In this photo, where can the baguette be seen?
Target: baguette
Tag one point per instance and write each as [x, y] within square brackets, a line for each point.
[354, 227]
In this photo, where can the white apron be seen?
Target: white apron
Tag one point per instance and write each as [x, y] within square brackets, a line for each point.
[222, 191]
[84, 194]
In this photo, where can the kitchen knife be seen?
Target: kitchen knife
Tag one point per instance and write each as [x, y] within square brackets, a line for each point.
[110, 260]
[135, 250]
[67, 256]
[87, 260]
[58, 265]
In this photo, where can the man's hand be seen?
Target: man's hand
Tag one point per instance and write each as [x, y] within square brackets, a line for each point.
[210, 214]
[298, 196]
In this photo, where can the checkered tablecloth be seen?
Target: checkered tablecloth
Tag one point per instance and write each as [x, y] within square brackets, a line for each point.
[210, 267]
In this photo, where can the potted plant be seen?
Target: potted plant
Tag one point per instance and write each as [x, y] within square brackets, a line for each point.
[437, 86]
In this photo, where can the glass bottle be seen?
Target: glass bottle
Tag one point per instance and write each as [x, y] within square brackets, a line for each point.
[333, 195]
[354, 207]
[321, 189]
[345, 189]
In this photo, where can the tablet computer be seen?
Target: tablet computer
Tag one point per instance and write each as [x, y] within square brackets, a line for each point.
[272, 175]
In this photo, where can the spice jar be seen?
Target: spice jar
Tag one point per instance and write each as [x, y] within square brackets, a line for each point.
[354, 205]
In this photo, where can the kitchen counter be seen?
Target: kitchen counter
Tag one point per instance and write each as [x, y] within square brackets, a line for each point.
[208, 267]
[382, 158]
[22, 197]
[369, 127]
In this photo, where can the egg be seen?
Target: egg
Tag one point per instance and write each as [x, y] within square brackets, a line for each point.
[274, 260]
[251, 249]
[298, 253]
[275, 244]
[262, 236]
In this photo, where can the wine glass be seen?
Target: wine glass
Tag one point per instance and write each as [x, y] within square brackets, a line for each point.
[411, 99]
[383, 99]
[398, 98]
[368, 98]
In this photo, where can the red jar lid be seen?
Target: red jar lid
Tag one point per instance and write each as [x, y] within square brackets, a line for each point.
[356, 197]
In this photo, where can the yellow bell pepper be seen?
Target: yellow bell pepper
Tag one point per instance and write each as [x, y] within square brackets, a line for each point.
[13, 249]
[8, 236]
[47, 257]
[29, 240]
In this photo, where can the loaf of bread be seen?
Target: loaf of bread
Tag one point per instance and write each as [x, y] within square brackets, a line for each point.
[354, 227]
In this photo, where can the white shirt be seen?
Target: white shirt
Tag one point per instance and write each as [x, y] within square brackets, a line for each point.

> **Exercise details**: Check each line of the listing above. Copy it if it holds the string "potted".

> **Response**:
In this photo, where can the potted plant be seen?
Target: potted plant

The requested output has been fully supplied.